> **STATED GOAL**: Every entry that follows should be reproduced exactly.

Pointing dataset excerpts
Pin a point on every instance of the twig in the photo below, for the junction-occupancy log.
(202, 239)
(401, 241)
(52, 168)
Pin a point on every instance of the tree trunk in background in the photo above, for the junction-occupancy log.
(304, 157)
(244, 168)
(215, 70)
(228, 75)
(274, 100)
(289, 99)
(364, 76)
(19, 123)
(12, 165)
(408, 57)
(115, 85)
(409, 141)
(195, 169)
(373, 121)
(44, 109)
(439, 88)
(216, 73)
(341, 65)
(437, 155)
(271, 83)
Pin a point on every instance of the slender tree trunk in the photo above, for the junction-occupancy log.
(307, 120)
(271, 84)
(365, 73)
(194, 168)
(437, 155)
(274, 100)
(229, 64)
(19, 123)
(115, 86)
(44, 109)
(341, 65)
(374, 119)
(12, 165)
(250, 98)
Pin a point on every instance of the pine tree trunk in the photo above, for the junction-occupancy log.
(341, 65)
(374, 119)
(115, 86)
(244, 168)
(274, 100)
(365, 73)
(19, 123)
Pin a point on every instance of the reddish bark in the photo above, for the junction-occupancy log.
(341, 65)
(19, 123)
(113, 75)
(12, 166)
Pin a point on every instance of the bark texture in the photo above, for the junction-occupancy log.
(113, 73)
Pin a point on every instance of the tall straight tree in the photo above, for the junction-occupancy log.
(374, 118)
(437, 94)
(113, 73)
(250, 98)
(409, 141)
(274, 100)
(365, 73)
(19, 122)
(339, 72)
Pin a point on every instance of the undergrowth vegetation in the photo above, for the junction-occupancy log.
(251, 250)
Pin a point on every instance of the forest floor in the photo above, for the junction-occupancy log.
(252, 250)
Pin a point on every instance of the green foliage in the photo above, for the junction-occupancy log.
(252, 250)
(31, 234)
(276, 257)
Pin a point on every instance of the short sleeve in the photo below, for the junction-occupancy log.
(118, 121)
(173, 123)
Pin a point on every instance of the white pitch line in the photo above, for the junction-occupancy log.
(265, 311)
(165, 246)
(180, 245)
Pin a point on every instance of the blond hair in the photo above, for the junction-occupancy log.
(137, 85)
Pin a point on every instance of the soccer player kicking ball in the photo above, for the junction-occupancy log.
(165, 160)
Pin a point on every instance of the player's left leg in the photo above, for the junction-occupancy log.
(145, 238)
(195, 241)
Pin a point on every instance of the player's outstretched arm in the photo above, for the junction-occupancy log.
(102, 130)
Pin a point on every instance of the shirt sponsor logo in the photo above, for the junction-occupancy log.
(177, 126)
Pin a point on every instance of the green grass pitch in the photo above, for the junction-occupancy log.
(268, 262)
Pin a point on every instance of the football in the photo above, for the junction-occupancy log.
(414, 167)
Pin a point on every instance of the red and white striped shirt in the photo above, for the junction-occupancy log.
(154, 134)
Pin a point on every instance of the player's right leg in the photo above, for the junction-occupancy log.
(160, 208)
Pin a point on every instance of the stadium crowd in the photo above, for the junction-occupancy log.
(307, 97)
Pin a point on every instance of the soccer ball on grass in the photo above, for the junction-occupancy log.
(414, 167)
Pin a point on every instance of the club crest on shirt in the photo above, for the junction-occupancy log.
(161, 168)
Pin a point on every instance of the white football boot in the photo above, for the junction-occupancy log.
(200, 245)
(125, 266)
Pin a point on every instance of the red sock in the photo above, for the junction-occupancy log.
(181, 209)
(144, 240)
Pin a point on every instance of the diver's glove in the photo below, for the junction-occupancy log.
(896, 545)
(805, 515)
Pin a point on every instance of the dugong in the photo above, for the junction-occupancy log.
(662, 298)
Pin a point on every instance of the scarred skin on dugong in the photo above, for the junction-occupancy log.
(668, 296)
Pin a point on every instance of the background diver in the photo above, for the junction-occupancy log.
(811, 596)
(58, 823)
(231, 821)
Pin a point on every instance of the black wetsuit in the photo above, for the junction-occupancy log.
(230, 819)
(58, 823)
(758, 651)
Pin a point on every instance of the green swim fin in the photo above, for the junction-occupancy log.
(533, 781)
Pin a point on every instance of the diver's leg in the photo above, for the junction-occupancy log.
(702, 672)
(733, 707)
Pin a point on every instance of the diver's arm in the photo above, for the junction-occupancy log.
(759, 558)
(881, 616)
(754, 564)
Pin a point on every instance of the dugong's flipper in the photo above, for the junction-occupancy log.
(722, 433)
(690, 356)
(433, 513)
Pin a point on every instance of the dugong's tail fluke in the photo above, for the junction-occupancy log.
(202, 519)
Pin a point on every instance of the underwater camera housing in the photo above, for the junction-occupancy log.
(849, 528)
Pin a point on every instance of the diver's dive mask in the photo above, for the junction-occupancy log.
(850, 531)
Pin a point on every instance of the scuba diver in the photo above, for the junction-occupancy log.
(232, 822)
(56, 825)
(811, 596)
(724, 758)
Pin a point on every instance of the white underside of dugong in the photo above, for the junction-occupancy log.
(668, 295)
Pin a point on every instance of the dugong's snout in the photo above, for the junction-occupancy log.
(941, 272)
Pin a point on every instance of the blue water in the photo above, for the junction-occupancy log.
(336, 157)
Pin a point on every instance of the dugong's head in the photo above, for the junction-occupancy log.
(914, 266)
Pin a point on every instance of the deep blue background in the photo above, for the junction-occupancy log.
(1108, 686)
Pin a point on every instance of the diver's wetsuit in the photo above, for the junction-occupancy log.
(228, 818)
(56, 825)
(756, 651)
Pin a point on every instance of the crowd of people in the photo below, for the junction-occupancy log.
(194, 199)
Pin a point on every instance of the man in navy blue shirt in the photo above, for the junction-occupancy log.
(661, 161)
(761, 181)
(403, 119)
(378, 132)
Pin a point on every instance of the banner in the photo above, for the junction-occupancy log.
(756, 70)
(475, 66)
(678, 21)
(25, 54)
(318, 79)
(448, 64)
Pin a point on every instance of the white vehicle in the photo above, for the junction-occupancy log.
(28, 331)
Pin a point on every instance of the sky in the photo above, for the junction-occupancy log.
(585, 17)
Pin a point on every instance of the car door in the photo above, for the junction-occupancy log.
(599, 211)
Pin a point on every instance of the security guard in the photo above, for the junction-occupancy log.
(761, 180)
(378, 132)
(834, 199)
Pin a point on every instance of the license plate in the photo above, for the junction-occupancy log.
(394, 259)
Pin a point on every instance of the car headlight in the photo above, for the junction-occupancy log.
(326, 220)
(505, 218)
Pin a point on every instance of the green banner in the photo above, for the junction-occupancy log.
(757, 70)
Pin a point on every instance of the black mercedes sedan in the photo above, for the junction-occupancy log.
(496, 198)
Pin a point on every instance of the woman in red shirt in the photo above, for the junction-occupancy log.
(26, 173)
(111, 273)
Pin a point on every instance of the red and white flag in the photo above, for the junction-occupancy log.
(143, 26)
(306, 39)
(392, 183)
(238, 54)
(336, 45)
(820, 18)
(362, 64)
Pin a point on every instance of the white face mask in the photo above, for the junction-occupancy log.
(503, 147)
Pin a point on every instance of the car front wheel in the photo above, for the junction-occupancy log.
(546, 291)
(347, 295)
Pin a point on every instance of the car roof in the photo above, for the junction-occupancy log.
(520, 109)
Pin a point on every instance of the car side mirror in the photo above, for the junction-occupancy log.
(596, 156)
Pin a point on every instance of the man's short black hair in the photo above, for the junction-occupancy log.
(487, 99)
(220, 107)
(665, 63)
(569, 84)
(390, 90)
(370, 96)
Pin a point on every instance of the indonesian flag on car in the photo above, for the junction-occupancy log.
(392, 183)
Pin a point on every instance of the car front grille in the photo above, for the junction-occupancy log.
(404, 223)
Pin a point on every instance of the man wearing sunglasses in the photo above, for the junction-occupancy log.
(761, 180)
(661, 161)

> **SOLUTION TO THIS EXERCISE**:
Pin a point on every instance of the twig in the photo below, for the junction-occupancy log.
(202, 239)
(401, 241)
(52, 168)
Pin a point on every instance of the tree trunk in background in the photo above, for the junction-occupancy log.
(304, 157)
(244, 168)
(215, 70)
(228, 75)
(274, 100)
(289, 99)
(364, 76)
(19, 123)
(12, 165)
(408, 57)
(115, 85)
(409, 141)
(195, 169)
(373, 121)
(44, 109)
(439, 88)
(216, 73)
(341, 65)
(437, 155)
(271, 83)
Pin a point on every instance of the slender tree trunk in the photo above, for the junction-occupancy log.
(307, 120)
(271, 84)
(365, 73)
(194, 168)
(437, 155)
(274, 100)
(229, 64)
(19, 123)
(115, 86)
(44, 109)
(341, 65)
(374, 119)
(12, 165)
(250, 98)
Pin a point on every instance of the pine tree trunk in the photo above, for the junction-occupancy log.
(341, 65)
(374, 119)
(115, 86)
(244, 168)
(274, 100)
(365, 73)
(19, 123)
Pin a point on every instance of the reddish bark in the photo above, for the junction-occupancy log.
(341, 65)
(19, 123)
(113, 75)
(12, 166)
Pin a point on every instance of the bark texture in the photo above, for the junction-occupancy log.
(113, 73)
Pin a point on every instance of the tall straight tree in the photo above, for the junction-occupancy log.
(374, 118)
(437, 94)
(113, 73)
(250, 98)
(409, 141)
(274, 100)
(365, 73)
(19, 122)
(339, 72)
Pin a point on every instance of the undergrowth vegetation in the photo above, for the junction-occupancy log.
(251, 250)
Pin a point on every instance of the forest floor in the photo above, for the junction-occupancy log.
(252, 250)
Pin a point on every instance of the green foliage in the photo above, for the junction-occupancy log.
(252, 250)
(31, 234)
(276, 257)
Pin a point on every instance of the short sleeve in the photo below, for the junction-occupancy log.
(118, 121)
(173, 123)
Pin a point on every instance of the white pitch line in the photo above, for the junction-occupancy log.
(265, 311)
(165, 246)
(180, 245)
Pin a point on every instance of the blond hair in the photo above, for the junction-occupancy log.
(137, 85)
Pin a point on every instance of the soccer player kicking ball in the photo above, for the junction-occupancy log.
(165, 160)
Pin a point on every instance of the player's left leg in the photo above, for the junction-occupancy log.
(145, 238)
(195, 241)
Pin a point on every instance of the player's outstretched arm in the photo above, for the junction-occupancy log.
(102, 130)
Pin a point on every instance of the shirt sponsor logo in the photo above, for the junction-occupancy log.
(177, 126)
Pin a point on every instance of the green grass pitch in the photo above, for the junction-occupancy log.
(268, 262)
Pin a point on every instance of the football in the photo above, for the junction-occupancy log.
(414, 167)
Pin a point on every instance of the red and white striped shirt in the photo above, for the junction-occupancy log.
(154, 134)
Pin a point on every instance of the player's right leg in the photo above, for the junction-occupancy log.
(160, 208)
Pin a point on every instance of the stadium crowd in the photo above, for the junction-occupancy log.
(307, 97)
Pin a point on every instance of the soccer ball on grass in the photo above, for the junction-occupancy log.
(414, 167)
Pin a point on every instance of the club crest on shirt in the photo above, for the junction-occupancy log.
(161, 168)
Pin a point on every instance of the white football boot in the photo above, for the junction-occupancy log.
(200, 245)
(125, 266)
Pin a point on every instance of the red sock in the photo above, for the junction-occupancy log.
(181, 209)
(144, 240)
Pin a point on every instance of the diver's glove in the photo below, for the junction-occupancy log.
(896, 545)
(805, 515)
Pin a point on every instance of the dugong in the photo above, for the junction-occupancy log.
(662, 298)
Pin a point on every instance of the scarred skin on dugong in the photo above, for the junction-occupancy log.
(668, 296)
Pin a point on every instance of the background diver in the photo above, for the junction-occupancy log.
(811, 596)
(58, 823)
(231, 821)
Pin a point on every instance of the black wetsuit in the photo above, for the junction-occupancy log.
(230, 819)
(58, 823)
(758, 651)
Pin a point on every instance of the green swim fin in the photo above, for the junction-occupancy log.
(533, 781)
Pin a point on every instance of the diver's leg in the photo above, for the junction-occupancy log.
(702, 672)
(733, 707)
Pin a point on every instance of the diver's arm in the photo above, for the junction-occupancy log.
(759, 558)
(881, 616)
(754, 564)
Pin a point on every instance of the dugong's flipper in the photo above, for the junction-occupancy log.
(722, 433)
(690, 356)
(433, 513)
Pin a point on every instance of the dugong's tail fluke in the photo above, for the junction-occupancy log.
(202, 519)
Pin a point on every instance of the underwater camera housing in the photo above, for the junction-occupancy log.
(849, 528)
Pin a point on every instance of the diver's dive mask in the photo above, for the junction-occupancy log.
(850, 531)
Pin a point on every instance of the scuba diver in the photo above, for the junction-occupancy log.
(232, 822)
(56, 825)
(811, 596)
(724, 758)
Pin a point on every instance of the white underside of dugong in the photo above, for the junction-occupancy log.
(668, 295)
Pin a point on every instance of the dugong's snout in the photo above, for the junction-occupancy log.
(941, 272)
Pin a point on every instance of the blue water in the photo above, for the junction-occupancy log.
(336, 157)
Pin a point on every instance of the dugong's head in the photo above, for the junction-occupancy log.
(914, 266)
Pin a point on every instance of the deep blue background in the photo above, for the junction-occupancy log.
(1108, 686)
Pin a point on every instance of the diver's wetsuit in the photo above, for the junction-occupancy log.
(228, 818)
(56, 825)
(756, 651)
Pin a point on every instance of the crowd of people in the photo below, for the junction-occupancy log.
(194, 199)
Pin a point on every instance of the man in navy blue shirt in the photo above, for the junction-occupancy log.
(661, 161)
(761, 181)
(403, 119)
(378, 132)
Pin a point on every instance of the banner in the photo above, for the junction-occupancy log.
(756, 70)
(475, 66)
(678, 21)
(25, 54)
(318, 79)
(448, 64)
Pin a point on every instance of the white vehicle in the photo above, for the junction-occupancy log.
(28, 331)
Pin a point on every instance of the sky in the photo above, for the junction-occupancy log.
(585, 17)
Pin a point on every instance of the car door in the photo above, for the junction-occupancy log.
(599, 211)
Pin a point on every instance of the security guard in the photo above, for the junction-occupancy log.
(761, 180)
(378, 132)
(834, 199)
Pin a point on every instance of the license plate in the photo above, for the junction-occupancy log.
(394, 259)
Pin a point on every instance of the car headlight in the photo above, for the junction-occupancy log.
(326, 220)
(505, 218)
Pin a point on every instance of the green banner in the photo above, for the junction-occupancy log.
(757, 70)
Pin a point on every instance of the black mercedes sedan in the photo above, for the junction-occupancy log.
(496, 198)
Pin a point on every instance of the woman in red shirt in the photo above, for the junction-occupancy log.
(26, 173)
(111, 273)
Pin a point on every instance of the red and white flag in the photo above, for the junction-occupancy log.
(143, 26)
(306, 39)
(392, 183)
(238, 54)
(336, 45)
(820, 18)
(362, 64)
Pin a point on every instance of the white face mask in the photo above, for the junction-occupancy log.
(503, 147)
Pin a point on every instance of the car front wheel in the photo above, for the junction-occupancy log.
(546, 291)
(347, 295)
Pin a point on every instance of the car roof in the photo above, for the junction-occupancy log.
(520, 109)
Pin a point on every instance of the car side mirror in the photo above, for the junction-occupancy log.
(596, 156)
Pin a point on every instance of the man's short black hair in the photo above, for the junction-occupancy log.
(487, 99)
(220, 107)
(665, 63)
(569, 84)
(390, 90)
(370, 96)
Pin a point on every instance of the indonesian flag on car in the photo above, for the junction-occupancy log.
(392, 183)
Pin a point on every instance of the car front grille in the photo above, for the junction-occupancy log.
(404, 223)
Pin a point on every instance of the man wearing sunglasses in the photo above, for the junction-occupancy log.
(761, 180)
(661, 161)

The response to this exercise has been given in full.